Pull every line of text from the records below and reproduce it word for word, leaving the pictures out.

· · · · · · ·

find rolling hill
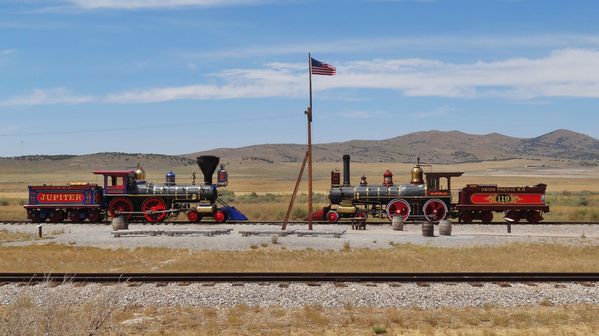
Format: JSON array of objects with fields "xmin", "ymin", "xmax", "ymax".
[{"xmin": 0, "ymin": 129, "xmax": 599, "ymax": 168}]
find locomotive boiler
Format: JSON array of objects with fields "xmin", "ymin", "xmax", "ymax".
[{"xmin": 311, "ymin": 155, "xmax": 549, "ymax": 223}]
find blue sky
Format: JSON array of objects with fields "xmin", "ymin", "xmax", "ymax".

· · · · · · ·

» **Finished task**
find rolling hill
Format: JSON array of objects with fields "xmin", "ymin", "xmax", "ymax".
[{"xmin": 0, "ymin": 129, "xmax": 599, "ymax": 168}]
find locomotive boiler
Format: JSON array of objects with fields "xmin", "ymin", "xmax", "ymax".
[{"xmin": 311, "ymin": 155, "xmax": 549, "ymax": 223}]
find blue sky
Format: JSON array of objects with fields "xmin", "ymin", "xmax", "ymax".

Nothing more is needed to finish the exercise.